Records
------------

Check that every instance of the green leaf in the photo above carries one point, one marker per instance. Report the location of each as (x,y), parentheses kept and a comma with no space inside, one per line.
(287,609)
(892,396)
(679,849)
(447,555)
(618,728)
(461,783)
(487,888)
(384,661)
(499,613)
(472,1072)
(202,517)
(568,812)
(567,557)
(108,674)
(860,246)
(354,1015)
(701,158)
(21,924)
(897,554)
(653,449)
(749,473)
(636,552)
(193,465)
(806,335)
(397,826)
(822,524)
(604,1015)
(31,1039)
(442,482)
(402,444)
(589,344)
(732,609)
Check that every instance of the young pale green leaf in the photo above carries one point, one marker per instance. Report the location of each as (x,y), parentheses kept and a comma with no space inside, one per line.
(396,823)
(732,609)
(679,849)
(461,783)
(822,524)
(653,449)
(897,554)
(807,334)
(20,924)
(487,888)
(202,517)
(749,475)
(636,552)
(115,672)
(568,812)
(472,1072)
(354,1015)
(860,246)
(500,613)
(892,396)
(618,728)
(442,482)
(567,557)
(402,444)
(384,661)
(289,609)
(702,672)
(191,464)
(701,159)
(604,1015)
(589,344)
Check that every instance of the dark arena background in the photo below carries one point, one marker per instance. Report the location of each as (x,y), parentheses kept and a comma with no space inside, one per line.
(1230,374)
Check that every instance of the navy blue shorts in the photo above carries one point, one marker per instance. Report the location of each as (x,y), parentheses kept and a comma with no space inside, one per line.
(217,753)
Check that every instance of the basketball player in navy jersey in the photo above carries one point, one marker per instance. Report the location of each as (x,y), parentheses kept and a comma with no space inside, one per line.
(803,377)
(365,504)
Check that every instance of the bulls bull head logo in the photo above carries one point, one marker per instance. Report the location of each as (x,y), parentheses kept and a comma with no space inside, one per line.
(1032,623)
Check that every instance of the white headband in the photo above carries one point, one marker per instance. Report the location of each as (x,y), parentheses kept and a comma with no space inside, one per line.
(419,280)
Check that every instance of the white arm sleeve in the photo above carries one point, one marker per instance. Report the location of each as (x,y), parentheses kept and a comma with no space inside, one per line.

------------

▸ **Task details**:
Repeat the entries from the line containing "Check that every instance of the white headband" through the end of the entries, keeping the requests. In each answer, add 85 to both the x and the y coordinate.

▸ **The result**:
Check that every instance of the white headband in the photo above carries one point, one marker per instance. Report the location of each as (x,y), parentheses kept and a comma with no space inside, one per line.
(504,365)
Check that every instance of the white arm sleeve in the photo above carries one point, one marker per instance. Report the location of each as (x,y), parentheses kept and a comma with no space inside, one per line.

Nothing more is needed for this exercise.